Prosegui il brano su Parigi riprendendo subito dopo la sua ultima frase.

BRANO DA LEGGERE:
--*--

16.5.17

Parigi dal mito alle rovine. Con Macchia senza paura (Italo Calvino)

Parigi 1871. Il Ministero delle Finanze dopo l'incendio
Ancora un venticinque anni fa, Parigi era la città che accumulava le stratificazioni delle epoche senza che il vecchio fosse spodestato dal nuovo e - soprattutto per noi che venivamo dall'Italia del miracolo economico, così frettolosa nell'assumere in superficie gli aspetti più futuribili e nel cancellare le umili tracce del passato - una delle ragioni del suo fascino erano le botteghe antiquate, le insegne stinte, le facciate lebbrose. Aspetti d'una tradizione risparmiatrice e misoneista coesistevano coi segni dell'opulenza di capitale d'un impero coloniale ancora non del tutto liquidato e ci permettevano di recuperare ultimi riverberi di belle èpoque e periferie di film di Carnè anteguerra.
Gli Anni Sessanta si aprirono coi ravalements voluti da Malraux che restituivano il pristino biancore alle facciate fuligginose, ed era una novità che andava ancora nel senso della perennità del passato. Ma ormai il boom edilizio era maturato anche a Parigi e le costruzioni nuove, i negozi lustri, le insegne moderne infiltravano inattese prospettive milanesi in una città che dalla guerra in poi non aveva cambiato che minimamente la sua immagine; i grattacieli e i nuovi complessi affacciavano Tokyo agli spalti della Senna; la severità fiscale falcidiava il pulviscolo di bottegucce che da tempo immemorabile perpetuava la minuta vita commerciale e artigiana di Parigi, e al loro posto le catene di supermercati e le onnipresenti banche estendevano le loro anonime superfici.

--*--

CONTENUTO DEL DATASET:
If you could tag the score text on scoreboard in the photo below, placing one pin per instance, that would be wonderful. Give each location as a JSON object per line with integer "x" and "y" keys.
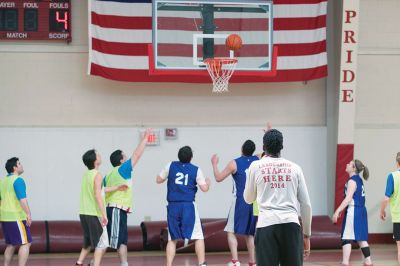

--*--

RISPOSTA ALL'ESERCIZIO:
Un'idea moderna di Parigi prese a profilarsi col regno di Pompidou; ne va dato merito all'uomo, che - caso raro tra i reggitori francesi di questo secolo - aveva nel campo delle forme visuali gusti precisi e propositi non banali; ma non ebbe fortuna e quasi tutto gli andò storto. Ancora il grande giocattolo di Beaubourg fu tra le realizzazioni volute da lui la più felice, perché oggetto completamente inedito e che si ricollegava in qualche modo all'euforia delle Esposizioni universali. Ma il buco lasciato aperto dalla scomparsa delle Halles (la coscienza del valore delle architetture in ferro battuto di Baltard e del crimine irreparabile commesso fu chiara a tutti solo un momento dopo che la distruzione fosse compiuta, e già era troppo tardi) restò una piaga dolente nel cuore di Parigi, che l'attuale sistemazione a ipogeo commerciale ha peggiorato anziché sanare. Poi la Dèfense, che restò uno scostante campionario d'architettura manageriale, le cui torri spuntando di lato all'orizzonte sciupano senza integrarvisi la prospettiva Arco del Carrousel - obelisco della Concorde - Arc de Triomphe, compendio dell'Ottocento restauratore.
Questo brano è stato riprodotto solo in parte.